_Problem description_
In your copy, reproduce each entry exactly and leave out the pictures.

_Input data_

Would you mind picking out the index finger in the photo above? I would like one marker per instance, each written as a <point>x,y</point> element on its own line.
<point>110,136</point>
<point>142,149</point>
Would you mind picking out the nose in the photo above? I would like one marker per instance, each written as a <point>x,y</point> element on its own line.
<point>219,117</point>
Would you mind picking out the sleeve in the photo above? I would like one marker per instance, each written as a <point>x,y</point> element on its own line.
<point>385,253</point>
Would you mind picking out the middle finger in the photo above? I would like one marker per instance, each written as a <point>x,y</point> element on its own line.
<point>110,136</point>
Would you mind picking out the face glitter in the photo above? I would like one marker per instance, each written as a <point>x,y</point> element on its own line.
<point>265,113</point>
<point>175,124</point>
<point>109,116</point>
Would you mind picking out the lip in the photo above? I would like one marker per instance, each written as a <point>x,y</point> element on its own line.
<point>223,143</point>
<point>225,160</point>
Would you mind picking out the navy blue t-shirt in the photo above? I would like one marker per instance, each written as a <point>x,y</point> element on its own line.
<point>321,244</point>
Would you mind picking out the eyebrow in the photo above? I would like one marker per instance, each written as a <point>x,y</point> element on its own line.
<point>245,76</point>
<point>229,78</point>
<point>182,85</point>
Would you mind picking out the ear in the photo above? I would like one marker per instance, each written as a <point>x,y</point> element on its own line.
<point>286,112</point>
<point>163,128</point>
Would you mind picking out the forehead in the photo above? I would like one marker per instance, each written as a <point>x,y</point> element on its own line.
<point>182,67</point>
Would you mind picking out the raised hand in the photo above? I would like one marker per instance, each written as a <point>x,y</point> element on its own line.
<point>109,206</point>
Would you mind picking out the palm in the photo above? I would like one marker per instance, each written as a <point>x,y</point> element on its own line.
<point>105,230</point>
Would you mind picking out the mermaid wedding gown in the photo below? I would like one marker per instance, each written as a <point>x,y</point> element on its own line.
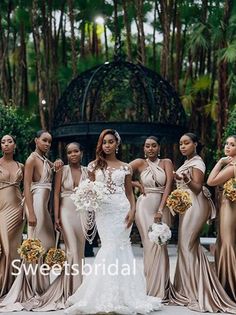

_Your response_
Would you mind picking out the index finger in the photo above? I would like one marker per instance, each written as a <point>x,y</point> element on its own line.
<point>110,136</point>
<point>142,149</point>
Would you mind picking out the nose in the photo above? I would like one marker per instance, each written as a <point>x,y</point> element on its own line.
<point>219,117</point>
Would you mind picking out the sleeve in the photo above? I would like one marker per instance, each written as a <point>x,y</point> element on its own line.
<point>385,253</point>
Would you mind picking out the middle finger in the photo above? I would like one marker per instance, each written as a <point>x,y</point> element on its own line.
<point>110,136</point>
Would you mind picking out the face glitter in the photo above? I would like one marker per instance, each written as a <point>x,y</point> element on its own line.
<point>265,113</point>
<point>175,124</point>
<point>109,116</point>
Would you mind picking out the lip in the photo above? I would like one marker per instance, each written as a <point>x,y</point> element on its own line.
<point>223,143</point>
<point>225,160</point>
Would you mind picking out the navy blue t-shirt in the photo above? I would like one marker per instance, each written as a <point>x,y</point> element on its own line.
<point>321,244</point>
Would you mind picking out the eyebrow in the photo above? I would like one marker per instance, each written as a <point>x,y</point> element on its own line.
<point>245,76</point>
<point>229,78</point>
<point>182,85</point>
Would you mind picking out the ear in the photo above? I would like one marker per instance, each written as a <point>x,y</point> element on its own line.
<point>286,112</point>
<point>163,128</point>
Would you mind picking out the forehead in the photo above? I would like one marker per instance, each written as a <point>x,y</point> element on its own line.
<point>182,67</point>
Would you mind picking out the raised hand in the photo above? I would like one marker per instance, each written as a <point>x,y</point> element on its own line.
<point>109,206</point>
Would you mind picking out the palm in the photo above? I would like one marker per instance, each written as a <point>x,y</point> element on its own line.
<point>105,230</point>
Would you mind picking out the mermaid wedding gown in the photo below? I would like one marker per instance, each written as a <point>x,y</point> element on its own line.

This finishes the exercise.